== DATA FOR ANALYSIS ==
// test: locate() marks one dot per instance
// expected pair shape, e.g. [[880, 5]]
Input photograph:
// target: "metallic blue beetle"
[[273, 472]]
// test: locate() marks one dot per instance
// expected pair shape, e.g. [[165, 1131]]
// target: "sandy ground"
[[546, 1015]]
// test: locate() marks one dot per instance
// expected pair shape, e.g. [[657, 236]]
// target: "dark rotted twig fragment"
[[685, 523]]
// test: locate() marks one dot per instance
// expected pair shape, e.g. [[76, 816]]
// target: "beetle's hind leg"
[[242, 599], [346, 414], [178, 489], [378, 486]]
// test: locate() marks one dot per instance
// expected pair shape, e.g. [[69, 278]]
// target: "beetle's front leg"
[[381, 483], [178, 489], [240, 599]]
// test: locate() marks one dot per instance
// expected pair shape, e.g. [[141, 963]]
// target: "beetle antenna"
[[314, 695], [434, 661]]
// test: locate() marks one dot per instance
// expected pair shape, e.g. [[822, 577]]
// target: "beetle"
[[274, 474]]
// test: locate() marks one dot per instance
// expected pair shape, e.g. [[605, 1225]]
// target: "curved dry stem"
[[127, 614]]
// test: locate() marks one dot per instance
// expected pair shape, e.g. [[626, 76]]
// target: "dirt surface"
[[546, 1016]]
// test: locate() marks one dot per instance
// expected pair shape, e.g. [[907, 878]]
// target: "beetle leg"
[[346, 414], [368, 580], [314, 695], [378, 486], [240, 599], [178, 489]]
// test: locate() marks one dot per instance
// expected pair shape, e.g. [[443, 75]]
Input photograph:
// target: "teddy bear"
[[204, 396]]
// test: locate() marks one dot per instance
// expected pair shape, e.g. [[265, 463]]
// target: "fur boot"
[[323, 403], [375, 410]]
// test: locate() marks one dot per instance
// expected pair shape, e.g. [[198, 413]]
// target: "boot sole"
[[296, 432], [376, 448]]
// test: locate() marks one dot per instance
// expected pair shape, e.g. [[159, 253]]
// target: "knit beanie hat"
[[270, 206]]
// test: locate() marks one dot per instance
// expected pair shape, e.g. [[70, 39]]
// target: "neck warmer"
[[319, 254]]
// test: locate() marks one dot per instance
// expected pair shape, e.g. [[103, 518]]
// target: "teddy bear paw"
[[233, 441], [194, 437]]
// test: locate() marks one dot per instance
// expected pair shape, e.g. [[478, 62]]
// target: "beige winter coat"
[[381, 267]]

== TO DO ==
Copy out each line of the data above, exactly, if it lies between the line holding "e.g. [[605, 1225]]" and the line holding "e.g. [[907, 878]]", inclusive; copy no other line.

== PROBLEM SOLUTION ==
// expected pair shape, e.g. [[605, 1225]]
// target: "curved dry stem"
[[127, 614]]
// test: locate() marks one dot per instance
// expected pair shape, e.g. [[626, 76]]
// target: "dirt surface"
[[546, 1016]]
// test: locate() marks one dot per instance
// expected pair shape, e.g. [[907, 878]]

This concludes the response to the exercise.